▸ **Task directions**
Pictures aside, each entry has to be returned exactly as it stands.

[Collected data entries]

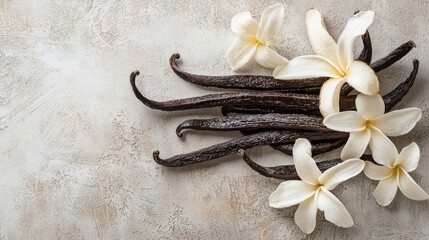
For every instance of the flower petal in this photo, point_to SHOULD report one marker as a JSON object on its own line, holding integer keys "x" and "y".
{"x": 399, "y": 122}
{"x": 267, "y": 57}
{"x": 330, "y": 96}
{"x": 321, "y": 41}
{"x": 409, "y": 157}
{"x": 341, "y": 172}
{"x": 376, "y": 172}
{"x": 383, "y": 150}
{"x": 290, "y": 193}
{"x": 356, "y": 26}
{"x": 370, "y": 106}
{"x": 334, "y": 210}
{"x": 305, "y": 215}
{"x": 240, "y": 52}
{"x": 362, "y": 78}
{"x": 356, "y": 144}
{"x": 386, "y": 189}
{"x": 270, "y": 25}
{"x": 347, "y": 121}
{"x": 305, "y": 165}
{"x": 410, "y": 188}
{"x": 306, "y": 67}
{"x": 244, "y": 25}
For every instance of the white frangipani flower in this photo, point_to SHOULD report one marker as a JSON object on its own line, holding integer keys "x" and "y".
{"x": 256, "y": 40}
{"x": 370, "y": 125}
{"x": 313, "y": 192}
{"x": 394, "y": 174}
{"x": 334, "y": 60}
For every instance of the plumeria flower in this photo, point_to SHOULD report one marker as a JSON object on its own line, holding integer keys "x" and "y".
{"x": 313, "y": 192}
{"x": 256, "y": 39}
{"x": 334, "y": 60}
{"x": 369, "y": 125}
{"x": 394, "y": 174}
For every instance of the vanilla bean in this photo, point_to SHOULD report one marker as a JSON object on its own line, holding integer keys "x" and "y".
{"x": 266, "y": 109}
{"x": 245, "y": 142}
{"x": 396, "y": 95}
{"x": 288, "y": 172}
{"x": 256, "y": 82}
{"x": 317, "y": 148}
{"x": 256, "y": 121}
{"x": 365, "y": 56}
{"x": 347, "y": 102}
{"x": 393, "y": 57}
{"x": 303, "y": 102}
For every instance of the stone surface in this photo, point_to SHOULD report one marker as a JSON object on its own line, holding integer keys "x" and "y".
{"x": 76, "y": 145}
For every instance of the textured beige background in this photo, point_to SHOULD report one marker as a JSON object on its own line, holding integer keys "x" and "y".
{"x": 76, "y": 145}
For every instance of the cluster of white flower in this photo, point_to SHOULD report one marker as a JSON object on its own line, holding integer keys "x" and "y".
{"x": 368, "y": 126}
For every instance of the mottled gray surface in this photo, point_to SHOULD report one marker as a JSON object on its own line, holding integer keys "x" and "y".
{"x": 76, "y": 145}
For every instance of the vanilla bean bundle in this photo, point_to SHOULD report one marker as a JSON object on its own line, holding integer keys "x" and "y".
{"x": 275, "y": 112}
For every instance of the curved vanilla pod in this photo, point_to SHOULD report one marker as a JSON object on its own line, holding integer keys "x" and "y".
{"x": 347, "y": 102}
{"x": 274, "y": 99}
{"x": 245, "y": 142}
{"x": 288, "y": 172}
{"x": 255, "y": 82}
{"x": 256, "y": 121}
{"x": 396, "y": 95}
{"x": 365, "y": 56}
{"x": 393, "y": 57}
{"x": 317, "y": 148}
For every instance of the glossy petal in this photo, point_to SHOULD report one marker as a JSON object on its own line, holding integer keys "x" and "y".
{"x": 334, "y": 210}
{"x": 362, "y": 78}
{"x": 305, "y": 67}
{"x": 305, "y": 165}
{"x": 240, "y": 52}
{"x": 376, "y": 172}
{"x": 341, "y": 172}
{"x": 270, "y": 25}
{"x": 383, "y": 150}
{"x": 399, "y": 122}
{"x": 356, "y": 26}
{"x": 305, "y": 215}
{"x": 330, "y": 96}
{"x": 356, "y": 144}
{"x": 409, "y": 157}
{"x": 290, "y": 193}
{"x": 321, "y": 41}
{"x": 386, "y": 189}
{"x": 269, "y": 58}
{"x": 370, "y": 106}
{"x": 244, "y": 25}
{"x": 410, "y": 188}
{"x": 347, "y": 121}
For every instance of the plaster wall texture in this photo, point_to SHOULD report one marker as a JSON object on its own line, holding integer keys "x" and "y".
{"x": 76, "y": 145}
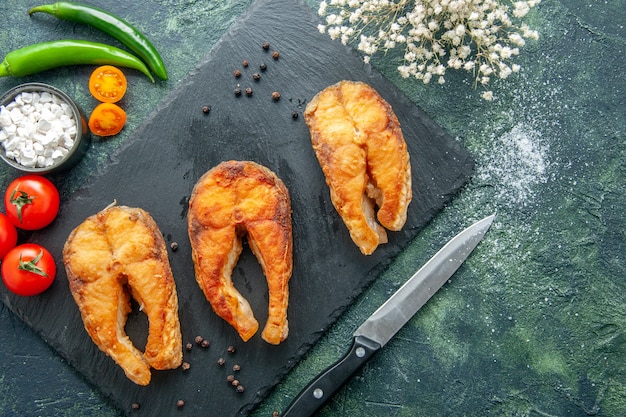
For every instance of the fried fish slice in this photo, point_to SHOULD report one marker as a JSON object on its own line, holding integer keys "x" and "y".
{"x": 118, "y": 249}
{"x": 358, "y": 142}
{"x": 234, "y": 199}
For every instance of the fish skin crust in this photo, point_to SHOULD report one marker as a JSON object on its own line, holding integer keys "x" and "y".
{"x": 358, "y": 142}
{"x": 111, "y": 256}
{"x": 230, "y": 201}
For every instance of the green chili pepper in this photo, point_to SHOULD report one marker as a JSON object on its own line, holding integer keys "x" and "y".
{"x": 47, "y": 55}
{"x": 110, "y": 24}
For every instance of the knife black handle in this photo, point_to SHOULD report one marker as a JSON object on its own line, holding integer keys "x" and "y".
{"x": 328, "y": 382}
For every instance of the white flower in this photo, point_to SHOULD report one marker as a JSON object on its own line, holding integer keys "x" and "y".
{"x": 322, "y": 9}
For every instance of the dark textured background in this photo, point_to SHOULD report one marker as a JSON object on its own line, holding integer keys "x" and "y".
{"x": 533, "y": 323}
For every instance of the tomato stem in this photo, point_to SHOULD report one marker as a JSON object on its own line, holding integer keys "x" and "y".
{"x": 31, "y": 266}
{"x": 20, "y": 201}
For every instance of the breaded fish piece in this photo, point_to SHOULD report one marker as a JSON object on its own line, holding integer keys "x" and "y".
{"x": 230, "y": 201}
{"x": 358, "y": 142}
{"x": 113, "y": 255}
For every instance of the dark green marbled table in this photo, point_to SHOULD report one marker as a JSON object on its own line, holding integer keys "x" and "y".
{"x": 534, "y": 324}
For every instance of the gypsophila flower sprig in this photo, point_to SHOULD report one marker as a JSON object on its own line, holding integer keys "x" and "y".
{"x": 479, "y": 36}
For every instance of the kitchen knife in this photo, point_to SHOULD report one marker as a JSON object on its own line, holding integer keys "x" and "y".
{"x": 385, "y": 322}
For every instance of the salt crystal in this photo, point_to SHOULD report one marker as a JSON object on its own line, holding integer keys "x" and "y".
{"x": 37, "y": 129}
{"x": 44, "y": 125}
{"x": 26, "y": 97}
{"x": 45, "y": 97}
{"x": 16, "y": 115}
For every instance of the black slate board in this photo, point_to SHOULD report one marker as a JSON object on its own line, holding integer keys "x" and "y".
{"x": 158, "y": 168}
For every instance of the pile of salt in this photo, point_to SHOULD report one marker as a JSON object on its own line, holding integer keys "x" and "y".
{"x": 37, "y": 129}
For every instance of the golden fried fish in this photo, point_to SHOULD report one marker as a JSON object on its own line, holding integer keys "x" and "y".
{"x": 358, "y": 142}
{"x": 112, "y": 255}
{"x": 233, "y": 200}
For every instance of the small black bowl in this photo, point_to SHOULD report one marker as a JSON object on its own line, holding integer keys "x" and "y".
{"x": 81, "y": 141}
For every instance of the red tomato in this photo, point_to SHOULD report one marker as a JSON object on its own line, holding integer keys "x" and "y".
{"x": 8, "y": 235}
{"x": 31, "y": 202}
{"x": 28, "y": 269}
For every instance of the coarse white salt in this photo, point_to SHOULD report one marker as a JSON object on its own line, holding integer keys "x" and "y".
{"x": 37, "y": 129}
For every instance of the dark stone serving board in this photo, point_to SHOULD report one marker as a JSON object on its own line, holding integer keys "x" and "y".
{"x": 158, "y": 168}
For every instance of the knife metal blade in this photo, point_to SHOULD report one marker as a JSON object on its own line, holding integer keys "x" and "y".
{"x": 390, "y": 317}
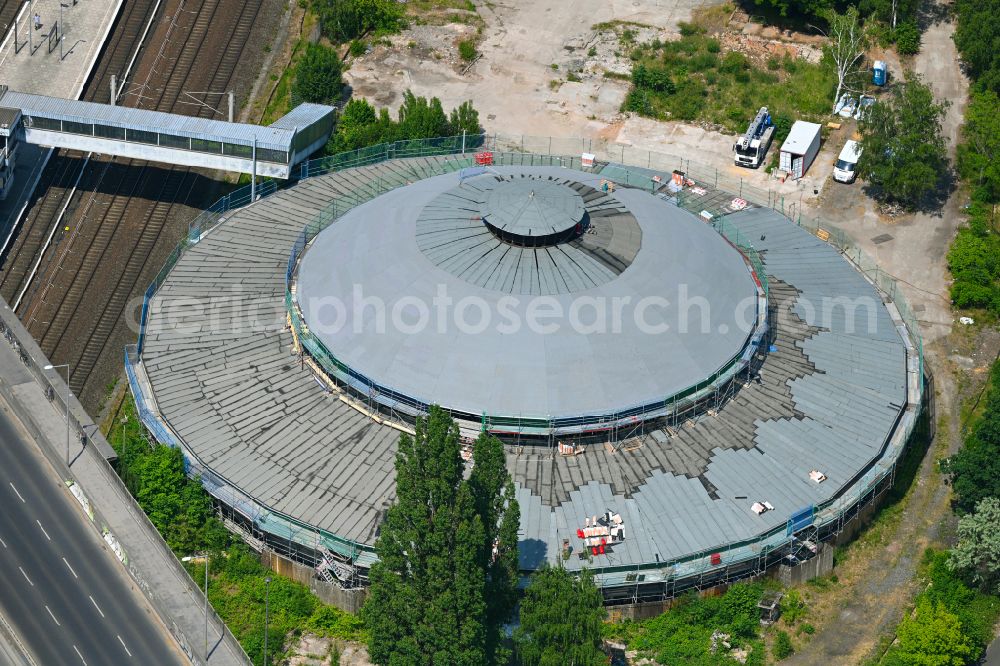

▸ **Solution below**
For every instance of the flower petal in this photo, point_to SHOULD report one marker as a JSON object on its own line, holding integer keys "x" and "y".
{"x": 399, "y": 122}
{"x": 267, "y": 57}
{"x": 330, "y": 96}
{"x": 321, "y": 41}
{"x": 409, "y": 157}
{"x": 341, "y": 172}
{"x": 376, "y": 172}
{"x": 383, "y": 150}
{"x": 290, "y": 193}
{"x": 356, "y": 26}
{"x": 370, "y": 106}
{"x": 334, "y": 210}
{"x": 305, "y": 215}
{"x": 240, "y": 52}
{"x": 362, "y": 78}
{"x": 356, "y": 144}
{"x": 386, "y": 189}
{"x": 270, "y": 25}
{"x": 347, "y": 121}
{"x": 305, "y": 165}
{"x": 410, "y": 188}
{"x": 306, "y": 67}
{"x": 244, "y": 25}
For every instance of the white frangipani flower in this photo, point_to SHOULD report one marker as a JSON object on its own line, holding integer keys "x" and "y".
{"x": 256, "y": 40}
{"x": 370, "y": 125}
{"x": 313, "y": 192}
{"x": 394, "y": 174}
{"x": 334, "y": 60}
For every instance of the plumeria flower in this photo, point_to SHOULD report one marker as a JSON object on its own line, holding integer keys "x" and "y".
{"x": 313, "y": 192}
{"x": 256, "y": 39}
{"x": 334, "y": 60}
{"x": 369, "y": 125}
{"x": 394, "y": 174}
For every instance of the vanilla bean in this photo, point_to SHOULD report one marker as a JSON object on its own line, holding integer keys "x" and "y".
{"x": 266, "y": 109}
{"x": 245, "y": 142}
{"x": 396, "y": 95}
{"x": 288, "y": 172}
{"x": 256, "y": 82}
{"x": 317, "y": 148}
{"x": 256, "y": 121}
{"x": 365, "y": 56}
{"x": 347, "y": 102}
{"x": 393, "y": 57}
{"x": 303, "y": 102}
For every instance of the stone surface in this photo, point_to SHOULD report one marker as a JSON object on its own line, holding integer keys "x" and "y".
{"x": 76, "y": 145}
For every instance of the textured beige background in this photo, point_to SHOULD report one marker as a JSON object on its own line, holding integer keys "x" and "y".
{"x": 76, "y": 145}
For every instance of the cluster of white flower in this photo, point_to SHOULD report one marker as a JSON object on its own line, holding integer keys "x" and "y".
{"x": 368, "y": 126}
For every instance of the mottled gray surface in this photo, point_to SHOULD report one marker as a JSON object on its own line, holding integer keys "x" and "y".
{"x": 76, "y": 145}
For every instance of the vanilla bean bundle in this photo, point_to SHOULD report one marker as a JSON object on its own line, holding integer keys "x" and "y".
{"x": 275, "y": 112}
For every instance of the curved vanilla pod in this photo, point_to SHOULD report one marker as a JSON object on its own line, holding integer keys "x" and "y".
{"x": 347, "y": 102}
{"x": 274, "y": 99}
{"x": 245, "y": 142}
{"x": 288, "y": 172}
{"x": 255, "y": 82}
{"x": 256, "y": 121}
{"x": 396, "y": 95}
{"x": 365, "y": 56}
{"x": 393, "y": 57}
{"x": 317, "y": 148}
For every instance of the glossy petal in this photo, point_to SHOULD report one marker as a JSON object on its own line, holding integer keys "x" and "y".
{"x": 334, "y": 210}
{"x": 362, "y": 78}
{"x": 305, "y": 67}
{"x": 305, "y": 165}
{"x": 240, "y": 52}
{"x": 376, "y": 172}
{"x": 341, "y": 172}
{"x": 270, "y": 25}
{"x": 383, "y": 150}
{"x": 399, "y": 122}
{"x": 356, "y": 26}
{"x": 305, "y": 215}
{"x": 330, "y": 96}
{"x": 356, "y": 144}
{"x": 409, "y": 157}
{"x": 290, "y": 193}
{"x": 321, "y": 41}
{"x": 386, "y": 189}
{"x": 269, "y": 58}
{"x": 370, "y": 106}
{"x": 244, "y": 25}
{"x": 410, "y": 188}
{"x": 347, "y": 121}
For every instance of the plaster wall texture in this photo, point_to SHOULD report one marker as a JSON object on its own line, holding integer keys "x" and "y".
{"x": 76, "y": 145}
For every instance of the fried fish slice in this photo, point_to SHOULD report one marker as a JSON object on its own line, holding integer keys "x" and "y".
{"x": 118, "y": 249}
{"x": 358, "y": 142}
{"x": 234, "y": 199}
For every instance of the fish skin crust in this photo, point_to SHOULD report one marker as a JSON object on its own line, holding integer keys "x" and "y".
{"x": 358, "y": 142}
{"x": 111, "y": 256}
{"x": 230, "y": 201}
For every instance of the green chili pepper in this photo, point_to SHOULD report one marker as a JSON object on its own line, holding integer keys "x" and "y".
{"x": 47, "y": 55}
{"x": 110, "y": 24}
For every instance of the knife black handle in this photo, point_to SHOULD report one marker as a JSON object on its own line, holding integer keys "x" and "y".
{"x": 328, "y": 382}
For every instance of the white flower in this photo, point_to SHOULD report one marker as a JSON object on its own line, holding integer keys "x" and "y".
{"x": 322, "y": 9}
For every instance of the dark textured background in this photo, point_to SHOULD report one marker as a JSON object on its own line, holding integer keys "x" and "y".
{"x": 533, "y": 323}
For every instance of the tomato stem in this photo, point_to SHOULD report one marker as a JSON object on its own line, holding integer keys "x" and "y".
{"x": 31, "y": 266}
{"x": 20, "y": 201}
For every instance of the breaded fish piece in this photo, point_to SHOULD report one marker as a JSON object on its own line, holding integer keys "x" and "y".
{"x": 230, "y": 201}
{"x": 358, "y": 142}
{"x": 113, "y": 255}
For every instance of the dark green marbled table in this photo, point_to SHOULD report one marker as a JSON object on its own line, holding integer keys "x" and "y".
{"x": 534, "y": 324}
For every instance of the gypsophila flower sprig in this photo, point_to SHOULD report one marker as a JSON object on its own line, holding integer keys "x" and "y".
{"x": 479, "y": 36}
For every instance of the kitchen knife in this photo, point_to SHOULD report one marker as a JSON object on its own line, holding integer keys "x" and "y".
{"x": 385, "y": 322}
For every instance of the salt crystal in this photo, point_to SHOULD report one marker as a JSON object on its own line, holding integer keys "x" and "y".
{"x": 37, "y": 129}
{"x": 44, "y": 125}
{"x": 26, "y": 97}
{"x": 45, "y": 97}
{"x": 16, "y": 115}
For every instance of the black slate board in this photo, point_to SHOULD report one marker as a JSON object on its own line, holding integer keys "x" and "y".
{"x": 158, "y": 168}
For every instance of the pile of salt in this photo, point_to SHOULD report one marker as a JSON object on its own line, holding integer keys "x" and "y".
{"x": 37, "y": 129}
For every instance of the golden fried fish in this photo, point_to SHOULD report one marker as a JSON object on its own line, holding integer keys "x" and "y".
{"x": 358, "y": 142}
{"x": 112, "y": 255}
{"x": 233, "y": 200}
For every instance of the small black bowl in this photo, point_to SHOULD report one marker as a JSON object on its own line, holding integer keys "x" and "y".
{"x": 81, "y": 141}
For every instance of the red tomato in this photo, point_to SHOULD report one marker as a JSON object on its own line, holding integer keys "x" and "y".
{"x": 8, "y": 235}
{"x": 31, "y": 202}
{"x": 28, "y": 269}
For every instance of the coarse white salt in this photo, point_to SHOULD report one marker as a JSON object on its own line, holding integer keys "x" and "y".
{"x": 37, "y": 129}
For every instance of the dark stone serving board in this photo, point_to SHOULD report one marker as a JSON object on its own line, holding integer keys "x" and "y".
{"x": 158, "y": 168}
For every instance of the knife metal blade in this photo, point_to SHOULD report one marker as a JSON object on its own line, holding integer keys "x" and "y".
{"x": 390, "y": 317}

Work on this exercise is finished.